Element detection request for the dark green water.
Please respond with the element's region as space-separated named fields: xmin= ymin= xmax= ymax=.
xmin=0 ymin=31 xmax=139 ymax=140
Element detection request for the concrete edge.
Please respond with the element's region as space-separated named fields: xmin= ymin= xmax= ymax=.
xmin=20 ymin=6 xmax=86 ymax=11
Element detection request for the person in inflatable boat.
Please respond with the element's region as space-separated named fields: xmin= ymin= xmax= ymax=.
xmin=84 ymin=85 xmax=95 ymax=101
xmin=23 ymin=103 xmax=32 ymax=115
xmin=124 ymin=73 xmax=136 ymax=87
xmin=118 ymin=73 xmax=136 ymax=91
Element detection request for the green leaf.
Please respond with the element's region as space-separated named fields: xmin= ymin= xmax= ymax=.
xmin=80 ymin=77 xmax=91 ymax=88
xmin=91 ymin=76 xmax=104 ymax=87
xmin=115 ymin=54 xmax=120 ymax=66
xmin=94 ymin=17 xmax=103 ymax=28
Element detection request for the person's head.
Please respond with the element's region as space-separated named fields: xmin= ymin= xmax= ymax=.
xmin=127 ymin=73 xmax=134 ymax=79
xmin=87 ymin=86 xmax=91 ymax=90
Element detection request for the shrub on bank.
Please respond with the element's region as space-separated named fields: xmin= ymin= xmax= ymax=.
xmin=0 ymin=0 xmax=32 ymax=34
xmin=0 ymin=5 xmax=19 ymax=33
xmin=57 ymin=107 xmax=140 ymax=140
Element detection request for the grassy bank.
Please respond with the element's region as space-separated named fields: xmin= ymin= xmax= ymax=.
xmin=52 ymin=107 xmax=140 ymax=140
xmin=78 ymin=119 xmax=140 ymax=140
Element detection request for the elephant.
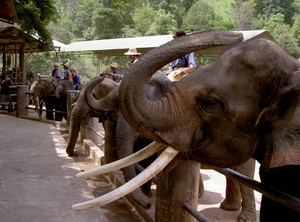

------------------------

WHAT IS EXPECTED :: Retype all the entries exactly; drop the pictures.

ANSWER SECTION ::
Element detection request for the dark green water.
Please respond with the element's region as space-separated named fields: xmin= ymin= xmax= ymax=.
xmin=0 ymin=31 xmax=139 ymax=140
Element detection request for the concrete edge.
Please respond with the element's region as space-separated named fields: xmin= ymin= xmax= ymax=.
xmin=20 ymin=6 xmax=86 ymax=11
Element detection request for the person in inflatable boat.
Please respond with the element's region as space-separated named fields: xmin= ymin= xmax= ymax=.
xmin=84 ymin=85 xmax=95 ymax=101
xmin=23 ymin=103 xmax=32 ymax=115
xmin=124 ymin=73 xmax=136 ymax=87
xmin=118 ymin=73 xmax=136 ymax=91
Element detection request for the green leaf.
Please respond with the element's region as space-separated named fields: xmin= ymin= xmax= ymax=.
xmin=80 ymin=77 xmax=91 ymax=88
xmin=91 ymin=76 xmax=104 ymax=87
xmin=115 ymin=54 xmax=120 ymax=66
xmin=94 ymin=17 xmax=103 ymax=28
Element detection request for the person's head.
Please respond with the element's region as space-separated named fields: xmin= ymin= xmax= ymax=.
xmin=127 ymin=73 xmax=134 ymax=79
xmin=87 ymin=86 xmax=91 ymax=90
Element detection request for the shrub on bank.
Please respond with the element's region as space-separated named fields: xmin= ymin= xmax= ymax=.
xmin=0 ymin=0 xmax=32 ymax=34
xmin=0 ymin=5 xmax=19 ymax=33
xmin=57 ymin=107 xmax=140 ymax=140
Element detection request for the grassy bank.
Please respond with the element's region as space-separated named fields: xmin= ymin= xmax= ymax=.
xmin=52 ymin=107 xmax=140 ymax=140
xmin=78 ymin=119 xmax=140 ymax=140
Element detection request for the elephant.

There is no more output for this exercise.